◆ **PROVIDED ENTRIES**

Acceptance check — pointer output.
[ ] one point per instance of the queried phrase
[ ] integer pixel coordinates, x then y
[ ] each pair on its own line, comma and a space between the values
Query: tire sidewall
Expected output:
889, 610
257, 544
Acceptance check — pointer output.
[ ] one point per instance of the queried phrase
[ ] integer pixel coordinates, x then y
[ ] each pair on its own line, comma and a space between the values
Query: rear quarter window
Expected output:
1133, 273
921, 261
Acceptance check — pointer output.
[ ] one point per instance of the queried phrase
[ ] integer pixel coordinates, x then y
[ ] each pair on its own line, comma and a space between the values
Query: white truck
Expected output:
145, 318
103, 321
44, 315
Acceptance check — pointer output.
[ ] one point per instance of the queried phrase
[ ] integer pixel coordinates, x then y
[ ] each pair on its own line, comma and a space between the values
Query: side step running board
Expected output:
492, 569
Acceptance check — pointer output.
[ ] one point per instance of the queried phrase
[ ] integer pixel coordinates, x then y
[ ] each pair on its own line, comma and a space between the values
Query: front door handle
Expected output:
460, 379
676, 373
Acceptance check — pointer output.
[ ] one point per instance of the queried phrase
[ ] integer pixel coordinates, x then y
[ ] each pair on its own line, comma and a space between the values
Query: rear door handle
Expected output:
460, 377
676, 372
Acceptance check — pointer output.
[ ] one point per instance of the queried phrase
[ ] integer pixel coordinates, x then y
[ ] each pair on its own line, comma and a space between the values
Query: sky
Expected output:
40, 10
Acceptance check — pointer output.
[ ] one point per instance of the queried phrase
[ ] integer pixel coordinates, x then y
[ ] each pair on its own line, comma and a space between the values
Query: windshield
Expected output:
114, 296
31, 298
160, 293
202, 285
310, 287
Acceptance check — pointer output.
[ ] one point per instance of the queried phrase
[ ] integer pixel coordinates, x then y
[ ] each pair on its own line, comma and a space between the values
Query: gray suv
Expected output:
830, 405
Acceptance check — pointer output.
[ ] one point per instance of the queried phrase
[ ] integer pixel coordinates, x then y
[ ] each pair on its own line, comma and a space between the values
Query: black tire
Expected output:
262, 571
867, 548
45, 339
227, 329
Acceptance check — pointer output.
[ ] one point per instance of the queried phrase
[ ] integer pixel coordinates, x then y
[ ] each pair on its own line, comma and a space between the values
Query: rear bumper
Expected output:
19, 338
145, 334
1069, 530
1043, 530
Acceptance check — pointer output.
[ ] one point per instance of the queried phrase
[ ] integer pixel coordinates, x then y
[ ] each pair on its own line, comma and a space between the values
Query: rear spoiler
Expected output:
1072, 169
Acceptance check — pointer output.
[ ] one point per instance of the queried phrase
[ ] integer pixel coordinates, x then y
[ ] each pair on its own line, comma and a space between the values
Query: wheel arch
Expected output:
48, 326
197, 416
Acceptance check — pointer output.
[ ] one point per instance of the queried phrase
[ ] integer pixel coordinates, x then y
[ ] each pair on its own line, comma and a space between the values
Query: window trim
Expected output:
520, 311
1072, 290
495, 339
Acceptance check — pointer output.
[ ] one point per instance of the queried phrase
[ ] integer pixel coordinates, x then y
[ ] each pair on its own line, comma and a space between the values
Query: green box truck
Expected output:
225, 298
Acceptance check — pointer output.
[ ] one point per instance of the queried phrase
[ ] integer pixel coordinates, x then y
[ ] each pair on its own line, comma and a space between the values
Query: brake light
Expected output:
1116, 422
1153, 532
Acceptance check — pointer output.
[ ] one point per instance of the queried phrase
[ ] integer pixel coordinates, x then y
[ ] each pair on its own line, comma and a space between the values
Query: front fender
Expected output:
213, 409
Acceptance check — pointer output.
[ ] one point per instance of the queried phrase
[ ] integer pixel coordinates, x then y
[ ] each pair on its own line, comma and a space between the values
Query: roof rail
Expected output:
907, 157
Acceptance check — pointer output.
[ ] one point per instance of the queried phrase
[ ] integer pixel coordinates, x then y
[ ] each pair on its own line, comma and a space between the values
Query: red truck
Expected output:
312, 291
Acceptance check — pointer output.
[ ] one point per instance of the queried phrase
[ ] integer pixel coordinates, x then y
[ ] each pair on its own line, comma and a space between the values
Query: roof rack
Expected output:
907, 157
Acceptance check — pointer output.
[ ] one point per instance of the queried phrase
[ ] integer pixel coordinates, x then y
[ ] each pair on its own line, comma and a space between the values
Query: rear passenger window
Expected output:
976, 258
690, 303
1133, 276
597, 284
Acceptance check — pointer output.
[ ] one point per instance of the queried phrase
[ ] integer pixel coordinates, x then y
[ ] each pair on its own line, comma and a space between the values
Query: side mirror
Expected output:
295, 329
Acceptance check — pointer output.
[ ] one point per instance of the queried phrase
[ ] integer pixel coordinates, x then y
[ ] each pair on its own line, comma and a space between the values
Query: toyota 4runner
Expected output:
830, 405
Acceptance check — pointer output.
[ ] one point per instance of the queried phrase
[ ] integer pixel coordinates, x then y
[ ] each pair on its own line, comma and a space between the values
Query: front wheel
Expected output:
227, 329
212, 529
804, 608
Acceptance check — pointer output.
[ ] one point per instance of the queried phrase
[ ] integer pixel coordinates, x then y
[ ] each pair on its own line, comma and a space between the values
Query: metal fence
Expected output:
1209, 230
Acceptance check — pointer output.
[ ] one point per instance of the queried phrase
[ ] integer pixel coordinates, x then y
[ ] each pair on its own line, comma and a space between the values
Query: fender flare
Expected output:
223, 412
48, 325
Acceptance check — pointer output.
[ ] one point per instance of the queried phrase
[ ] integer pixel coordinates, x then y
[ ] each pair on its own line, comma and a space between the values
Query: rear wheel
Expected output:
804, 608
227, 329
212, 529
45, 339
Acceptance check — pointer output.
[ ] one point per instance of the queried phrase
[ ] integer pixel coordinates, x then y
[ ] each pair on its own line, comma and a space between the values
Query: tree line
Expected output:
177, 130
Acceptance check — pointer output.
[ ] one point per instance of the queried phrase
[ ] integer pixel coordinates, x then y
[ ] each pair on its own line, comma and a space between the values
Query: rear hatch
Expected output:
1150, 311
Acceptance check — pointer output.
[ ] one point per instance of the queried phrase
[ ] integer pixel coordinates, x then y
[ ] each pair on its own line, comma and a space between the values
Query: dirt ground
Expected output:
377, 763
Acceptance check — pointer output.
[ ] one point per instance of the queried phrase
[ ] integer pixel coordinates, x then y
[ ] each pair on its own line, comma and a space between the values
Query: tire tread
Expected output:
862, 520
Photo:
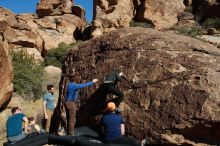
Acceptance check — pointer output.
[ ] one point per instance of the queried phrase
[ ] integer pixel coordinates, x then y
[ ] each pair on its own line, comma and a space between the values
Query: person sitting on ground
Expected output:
109, 86
33, 127
14, 125
70, 100
113, 127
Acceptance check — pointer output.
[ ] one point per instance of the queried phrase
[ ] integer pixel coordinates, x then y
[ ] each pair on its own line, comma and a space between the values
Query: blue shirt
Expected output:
49, 98
14, 125
112, 126
72, 90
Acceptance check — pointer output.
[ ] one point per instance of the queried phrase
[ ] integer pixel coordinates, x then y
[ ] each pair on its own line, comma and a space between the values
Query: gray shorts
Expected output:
16, 138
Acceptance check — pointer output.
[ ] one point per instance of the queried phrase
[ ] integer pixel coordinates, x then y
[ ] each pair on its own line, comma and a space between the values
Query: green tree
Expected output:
27, 75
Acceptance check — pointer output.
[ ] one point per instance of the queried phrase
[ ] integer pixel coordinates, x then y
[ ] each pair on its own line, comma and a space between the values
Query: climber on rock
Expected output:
70, 100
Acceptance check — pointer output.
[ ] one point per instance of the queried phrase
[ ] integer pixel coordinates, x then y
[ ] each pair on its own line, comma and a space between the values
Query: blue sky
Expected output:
29, 6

◆ **WORK TO COMPLETE**
Identify every line in the rows above that contains the word "rear", and copy each of those lines.

◆ **ANSWER BELOW**
Query: rear quarter window
Query: rear door handle
Query: rear bumper
Query: rear spoiler
Query: rear passenger window
Query: rear wheel
Query: rear hatch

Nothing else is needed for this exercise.